Exercise -
Each line below with the string "wheel" should be copied.

Records shown -
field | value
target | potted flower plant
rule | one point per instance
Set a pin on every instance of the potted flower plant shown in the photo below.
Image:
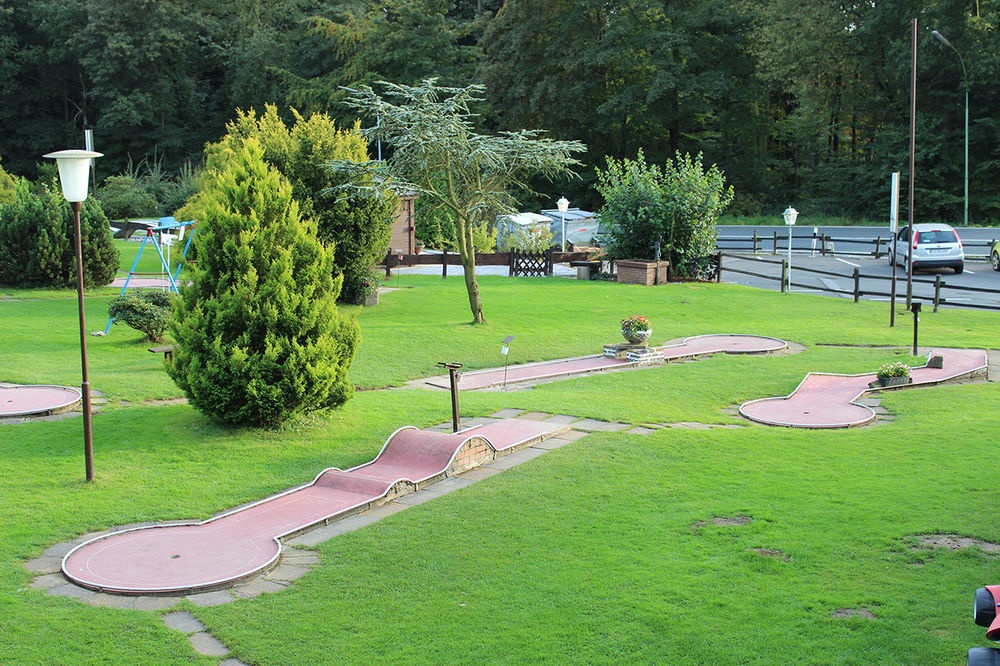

* * *

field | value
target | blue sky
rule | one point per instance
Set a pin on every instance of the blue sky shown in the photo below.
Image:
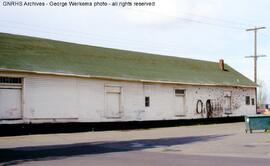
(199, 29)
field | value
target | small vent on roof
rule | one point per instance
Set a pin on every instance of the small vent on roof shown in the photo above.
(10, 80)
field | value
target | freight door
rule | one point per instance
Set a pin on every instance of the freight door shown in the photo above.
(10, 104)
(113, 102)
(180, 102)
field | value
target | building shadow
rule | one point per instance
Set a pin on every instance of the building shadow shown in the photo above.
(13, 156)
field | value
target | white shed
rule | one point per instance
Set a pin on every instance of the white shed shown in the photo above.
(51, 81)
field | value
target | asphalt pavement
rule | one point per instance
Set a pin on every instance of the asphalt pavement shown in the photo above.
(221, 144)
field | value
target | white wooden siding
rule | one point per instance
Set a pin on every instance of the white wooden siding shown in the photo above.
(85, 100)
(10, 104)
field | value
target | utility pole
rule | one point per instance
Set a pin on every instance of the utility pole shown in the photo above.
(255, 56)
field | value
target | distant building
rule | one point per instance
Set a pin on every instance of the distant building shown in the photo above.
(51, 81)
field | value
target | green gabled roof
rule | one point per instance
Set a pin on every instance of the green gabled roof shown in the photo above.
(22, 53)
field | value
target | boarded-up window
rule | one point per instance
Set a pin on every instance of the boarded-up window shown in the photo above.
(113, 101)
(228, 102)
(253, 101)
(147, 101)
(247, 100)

* * *

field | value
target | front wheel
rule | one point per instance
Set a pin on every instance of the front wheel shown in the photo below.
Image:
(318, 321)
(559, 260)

Written response -
target | front wheel
Set a pin on every instance of the front wheel shown in the photo below.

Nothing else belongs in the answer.